FUE
EN VIERNES SANTO- LINCOLN
POR JOHN FRAZER
DIO
PRINCIPIO a aquel día, que era Viernes Santo, como a menudo daba principio a
sus días. Se levantó a temprana hora; a las siete se hallaba trabajando en la
vasta y cuadrada habitación, en una esquina del segundo piso de su casa,
habitación de la que él había hecho su oficina;
a las ocho se desayunaba frugalmente (un huevo y una taza de café),
después de lo cual regresó a su despacho.
Esta mañana, sin embargo, le acompañó en el desayuno su apuesto hijo mayor, que
tenía 21 años de edad; graduado de la universidad y capitán en el ejército, se
encontraba en casa con licencia. Padre e hijo hablaron del porvenir: el joven
debería volver a la Universidad de Harvard, le aconsejó el padre, y hacer tres
años de estudios en la escuela de leyes; después, concluyó éste, "espero
que ya podremos decirte si harás o no un buen abogado".
De vuelta en su oficina, echó una mirada a los diarios, firmó algunos documentos
y recibió a su primer visitante del día, un legislador con quien trabajaba
desde hacía varios años. Un amigo suyo, procedente del este del país, llegó a
saludarle, y a este amigo le dijo, a tiempo que cambiaban un apretón de manos:
"Esta mañana todo parece resplandecer, mi viejo. Hemos atravesado por una
época muy dura pero hemos logrado sobrevivir a ella .. - Al menos tal podemos
decir algunos de nosotros".
Se sentía descansado: las cosas marchaban, ¡por
fin! Tras largo período de gran tensión nerviosa, ya podía respirar libremente;
y a la sazón estaba por consumarse el fin que se fijara en su programa
cuadrienal y al cual hablase mantenido fiel con tanta tenacidad; su semblante
reflejaba "visible alivio y satisfacción", según había de escribir
más tarde uno de sus ayudantes.
Había fijado para las once la conferencia que esta mañana debía celebrar, como
todos los viernes, con su cuerpo de colaboradores. Y al tiempo que los miembros
de éste entraban en el despacho, tomó asiento ante un escritorio próximo a las
ventanas, desde las cuales dominábase una vista del río y de una eminencia de
las montañas. Como invitado a la reunión estaba presente un sujeto barbado y de
corta estatura, aficionado al cigarro puro, quien, la víspera apenas, había
llegado a la ciudad tras de asistir a una junta en otro distrito, no lejos de
allí, y traía nuevas de las negociaciones que se efectuaban en el lugar. El
ocupante del escritorio fue a sentarse a la gran mesa de consejo y dio lectura
al orden del día, para referirse luego a otras importantes noticias que todos
esperaban.
****
*TAREAS ASIGNADAS*:
[1] Según el pasaje sobre el Viernes Santo de Lincoln, ¿qué tomó él en su desayuno a las ocho?
[2] Cite textualmente el fragmento del pasaje sobre el Viernes Santo de Lincoln que empieza en las palabras "Se sentía descansado: las" y concluye tras "de sus ayudantes.".

Registros de regiones etiquetadas
****
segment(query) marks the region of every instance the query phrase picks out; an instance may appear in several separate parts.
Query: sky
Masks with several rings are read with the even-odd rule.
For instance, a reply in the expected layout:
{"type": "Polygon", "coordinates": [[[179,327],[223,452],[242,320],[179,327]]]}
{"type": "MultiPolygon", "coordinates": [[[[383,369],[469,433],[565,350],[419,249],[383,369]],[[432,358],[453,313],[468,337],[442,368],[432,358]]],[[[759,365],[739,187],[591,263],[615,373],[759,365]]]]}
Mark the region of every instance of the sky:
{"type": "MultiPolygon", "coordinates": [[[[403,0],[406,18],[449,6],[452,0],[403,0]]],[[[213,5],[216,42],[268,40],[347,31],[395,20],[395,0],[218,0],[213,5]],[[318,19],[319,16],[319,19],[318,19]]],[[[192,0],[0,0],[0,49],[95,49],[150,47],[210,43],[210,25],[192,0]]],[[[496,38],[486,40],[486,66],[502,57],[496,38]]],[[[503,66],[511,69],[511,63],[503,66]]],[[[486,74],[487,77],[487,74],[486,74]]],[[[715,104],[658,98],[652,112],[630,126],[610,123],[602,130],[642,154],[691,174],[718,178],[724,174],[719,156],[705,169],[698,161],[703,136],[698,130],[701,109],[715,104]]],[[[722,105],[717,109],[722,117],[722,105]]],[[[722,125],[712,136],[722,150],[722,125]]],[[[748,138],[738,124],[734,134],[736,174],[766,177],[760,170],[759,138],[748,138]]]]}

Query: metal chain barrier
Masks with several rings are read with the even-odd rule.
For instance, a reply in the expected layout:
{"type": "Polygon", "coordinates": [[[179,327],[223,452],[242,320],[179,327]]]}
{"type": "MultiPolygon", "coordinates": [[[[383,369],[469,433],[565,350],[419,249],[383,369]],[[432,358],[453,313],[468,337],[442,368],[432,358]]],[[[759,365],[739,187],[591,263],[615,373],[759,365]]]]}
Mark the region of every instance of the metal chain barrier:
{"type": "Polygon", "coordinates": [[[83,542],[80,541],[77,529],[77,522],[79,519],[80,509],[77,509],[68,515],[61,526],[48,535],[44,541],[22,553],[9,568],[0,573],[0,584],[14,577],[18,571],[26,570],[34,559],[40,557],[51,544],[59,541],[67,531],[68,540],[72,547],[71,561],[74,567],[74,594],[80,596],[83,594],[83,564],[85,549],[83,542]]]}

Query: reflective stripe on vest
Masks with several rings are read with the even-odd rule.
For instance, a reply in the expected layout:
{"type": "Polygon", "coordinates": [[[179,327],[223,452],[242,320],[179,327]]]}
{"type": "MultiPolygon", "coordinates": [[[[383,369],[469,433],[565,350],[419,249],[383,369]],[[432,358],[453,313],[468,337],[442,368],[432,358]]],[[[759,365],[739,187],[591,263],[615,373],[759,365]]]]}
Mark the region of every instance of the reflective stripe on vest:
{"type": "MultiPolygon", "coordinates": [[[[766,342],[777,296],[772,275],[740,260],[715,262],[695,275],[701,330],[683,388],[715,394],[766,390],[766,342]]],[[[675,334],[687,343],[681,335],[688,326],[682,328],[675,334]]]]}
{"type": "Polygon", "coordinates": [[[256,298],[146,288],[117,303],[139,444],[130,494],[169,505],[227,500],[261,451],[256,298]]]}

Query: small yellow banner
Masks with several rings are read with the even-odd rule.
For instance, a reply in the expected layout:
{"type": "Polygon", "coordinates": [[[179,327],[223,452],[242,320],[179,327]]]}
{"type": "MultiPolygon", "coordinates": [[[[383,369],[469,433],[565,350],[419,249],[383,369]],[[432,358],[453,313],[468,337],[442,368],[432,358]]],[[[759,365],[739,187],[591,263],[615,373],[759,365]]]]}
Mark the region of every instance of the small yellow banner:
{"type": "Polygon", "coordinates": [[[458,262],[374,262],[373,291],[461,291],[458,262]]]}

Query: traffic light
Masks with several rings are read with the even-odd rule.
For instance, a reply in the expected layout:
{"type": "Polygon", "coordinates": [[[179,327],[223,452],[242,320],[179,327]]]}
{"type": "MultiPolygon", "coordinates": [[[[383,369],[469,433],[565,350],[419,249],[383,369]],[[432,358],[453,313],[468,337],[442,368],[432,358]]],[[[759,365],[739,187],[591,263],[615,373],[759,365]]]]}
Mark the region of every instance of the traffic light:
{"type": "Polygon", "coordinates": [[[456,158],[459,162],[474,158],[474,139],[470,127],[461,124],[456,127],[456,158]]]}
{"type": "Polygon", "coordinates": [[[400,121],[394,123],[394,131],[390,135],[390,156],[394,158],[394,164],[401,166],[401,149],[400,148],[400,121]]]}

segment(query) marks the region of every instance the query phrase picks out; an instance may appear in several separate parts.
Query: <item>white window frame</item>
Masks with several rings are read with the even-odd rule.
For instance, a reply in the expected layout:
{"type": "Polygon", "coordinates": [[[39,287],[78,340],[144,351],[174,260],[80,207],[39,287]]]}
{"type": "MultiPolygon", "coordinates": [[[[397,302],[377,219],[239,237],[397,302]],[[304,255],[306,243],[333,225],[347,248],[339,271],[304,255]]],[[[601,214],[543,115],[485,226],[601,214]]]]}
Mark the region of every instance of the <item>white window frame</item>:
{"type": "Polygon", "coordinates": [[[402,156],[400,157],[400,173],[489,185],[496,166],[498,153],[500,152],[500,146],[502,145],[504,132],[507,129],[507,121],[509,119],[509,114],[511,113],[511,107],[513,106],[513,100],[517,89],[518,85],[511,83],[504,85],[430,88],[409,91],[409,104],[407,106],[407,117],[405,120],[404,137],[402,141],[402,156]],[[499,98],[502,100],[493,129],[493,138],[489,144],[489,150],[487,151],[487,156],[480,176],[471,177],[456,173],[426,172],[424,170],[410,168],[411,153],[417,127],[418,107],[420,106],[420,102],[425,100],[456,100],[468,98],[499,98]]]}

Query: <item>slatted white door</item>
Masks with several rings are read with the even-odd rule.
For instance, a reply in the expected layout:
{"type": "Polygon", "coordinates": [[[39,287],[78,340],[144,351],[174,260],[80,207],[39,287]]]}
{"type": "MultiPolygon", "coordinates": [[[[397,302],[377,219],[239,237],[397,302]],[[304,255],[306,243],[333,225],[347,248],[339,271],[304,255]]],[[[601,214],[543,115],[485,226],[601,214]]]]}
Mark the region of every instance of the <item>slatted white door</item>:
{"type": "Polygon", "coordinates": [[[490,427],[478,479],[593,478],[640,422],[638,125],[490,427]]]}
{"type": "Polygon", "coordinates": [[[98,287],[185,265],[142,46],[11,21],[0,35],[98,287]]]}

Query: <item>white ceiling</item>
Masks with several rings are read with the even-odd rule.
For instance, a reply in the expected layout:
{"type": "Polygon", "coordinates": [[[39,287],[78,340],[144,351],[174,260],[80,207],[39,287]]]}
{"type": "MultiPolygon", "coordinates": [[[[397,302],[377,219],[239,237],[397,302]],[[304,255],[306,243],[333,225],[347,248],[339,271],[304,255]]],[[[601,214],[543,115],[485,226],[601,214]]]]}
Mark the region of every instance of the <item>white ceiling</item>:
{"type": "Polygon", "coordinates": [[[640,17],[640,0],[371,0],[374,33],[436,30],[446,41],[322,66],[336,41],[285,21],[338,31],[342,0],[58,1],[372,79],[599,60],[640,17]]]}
****
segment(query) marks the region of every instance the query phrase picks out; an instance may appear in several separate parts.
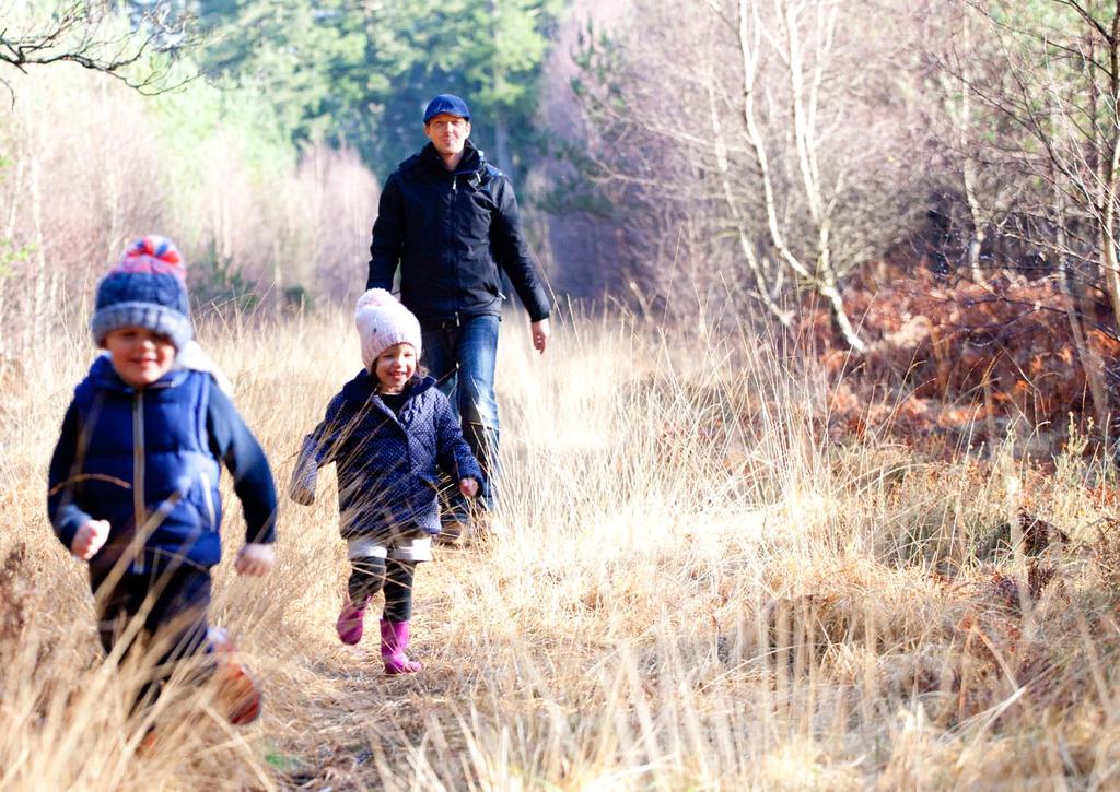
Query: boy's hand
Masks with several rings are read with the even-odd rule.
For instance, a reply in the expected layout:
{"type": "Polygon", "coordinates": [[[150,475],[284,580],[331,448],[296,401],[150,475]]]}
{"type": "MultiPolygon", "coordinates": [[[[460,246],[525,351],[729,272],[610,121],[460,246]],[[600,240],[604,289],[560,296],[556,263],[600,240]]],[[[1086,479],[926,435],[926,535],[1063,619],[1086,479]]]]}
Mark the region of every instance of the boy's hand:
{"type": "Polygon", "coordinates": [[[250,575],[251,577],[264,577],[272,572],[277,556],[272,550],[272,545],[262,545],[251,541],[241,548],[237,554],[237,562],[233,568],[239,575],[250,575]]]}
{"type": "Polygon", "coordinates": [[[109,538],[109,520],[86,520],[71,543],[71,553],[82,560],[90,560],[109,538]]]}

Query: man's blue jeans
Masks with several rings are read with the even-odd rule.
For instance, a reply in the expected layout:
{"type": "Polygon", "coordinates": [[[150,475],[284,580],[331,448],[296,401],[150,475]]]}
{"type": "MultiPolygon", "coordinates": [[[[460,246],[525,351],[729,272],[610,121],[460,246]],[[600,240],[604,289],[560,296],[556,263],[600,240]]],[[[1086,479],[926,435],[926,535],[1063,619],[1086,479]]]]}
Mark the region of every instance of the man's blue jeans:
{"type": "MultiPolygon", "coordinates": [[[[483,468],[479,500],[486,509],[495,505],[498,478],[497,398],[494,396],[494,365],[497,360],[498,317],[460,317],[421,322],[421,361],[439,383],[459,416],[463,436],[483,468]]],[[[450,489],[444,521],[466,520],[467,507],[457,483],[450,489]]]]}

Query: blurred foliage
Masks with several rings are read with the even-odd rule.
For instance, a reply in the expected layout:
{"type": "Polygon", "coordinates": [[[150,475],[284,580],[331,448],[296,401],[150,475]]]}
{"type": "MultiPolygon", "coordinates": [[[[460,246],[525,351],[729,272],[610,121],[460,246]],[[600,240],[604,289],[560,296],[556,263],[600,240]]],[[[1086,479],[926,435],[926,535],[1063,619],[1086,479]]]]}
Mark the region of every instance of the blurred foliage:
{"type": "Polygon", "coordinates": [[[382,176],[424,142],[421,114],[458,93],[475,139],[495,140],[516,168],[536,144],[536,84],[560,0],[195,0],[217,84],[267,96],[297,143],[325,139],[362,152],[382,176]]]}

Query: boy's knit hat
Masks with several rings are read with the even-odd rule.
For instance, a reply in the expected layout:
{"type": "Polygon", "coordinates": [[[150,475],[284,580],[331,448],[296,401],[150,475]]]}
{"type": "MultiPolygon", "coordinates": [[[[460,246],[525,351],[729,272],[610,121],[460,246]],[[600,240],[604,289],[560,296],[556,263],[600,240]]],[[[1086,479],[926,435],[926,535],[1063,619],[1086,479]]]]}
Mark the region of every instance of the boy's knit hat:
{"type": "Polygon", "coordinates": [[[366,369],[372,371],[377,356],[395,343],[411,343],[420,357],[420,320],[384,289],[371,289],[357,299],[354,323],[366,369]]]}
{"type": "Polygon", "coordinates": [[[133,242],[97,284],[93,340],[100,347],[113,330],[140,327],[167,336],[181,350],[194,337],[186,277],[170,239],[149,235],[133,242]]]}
****
*RESPUESTAS POR TAREA*:
[1] Un huevo y una taza de café.

[2]
Se sentía descansado: las cosas marchaban, ¡por
fin! Tras largo período de gran tensión nerviosa, ya podía respirar libremente;
y a la sazón estaba por consumarse el fin que se fijara en su programa
cuadrienal y al cual hablase mantenido fiel con tanta tenacidad; su semblante
reflejaba "visible alivio y satisfacción", según había de escribir
más tarde uno de sus ayudantes.